__Problem requirements__:
With the pictures removed, please write out every line below exactly as given.

__Available data__:
^^^^^^^^^^^^^^^^

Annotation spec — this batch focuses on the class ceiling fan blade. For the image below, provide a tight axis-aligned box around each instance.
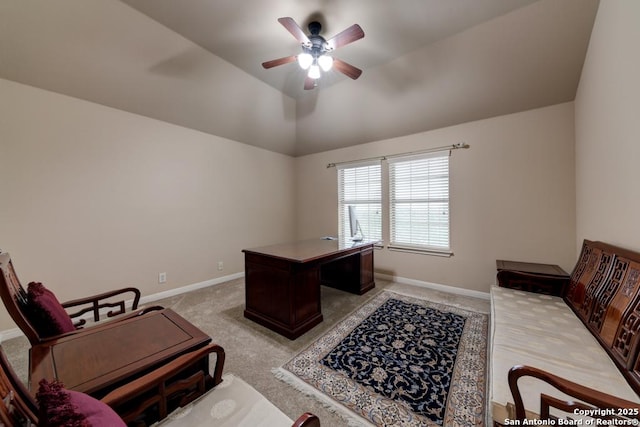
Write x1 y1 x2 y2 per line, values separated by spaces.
326 24 364 50
262 55 297 69
278 17 311 45
333 58 363 80
304 76 317 90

^^^^^^^^^^^^^^^^

__Answer for the task__:
Annotation spec — this batch focuses on the class ceiling fan blade. For the image below, provide a tight axis-aligned box around each instance.
Write x1 y1 x2 y2 per line, values separated by spaces.
326 24 364 50
262 55 297 69
278 17 311 45
333 58 363 80
304 76 317 90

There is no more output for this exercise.